» Exercise details: Which lines of the records contain the word "each", with case counting? List all of them.

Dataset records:
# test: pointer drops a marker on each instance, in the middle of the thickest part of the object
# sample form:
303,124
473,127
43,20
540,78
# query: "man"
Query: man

» Completed exercise:
# test: pointer drops a marker on each instance, in the middle of the thickest part of the object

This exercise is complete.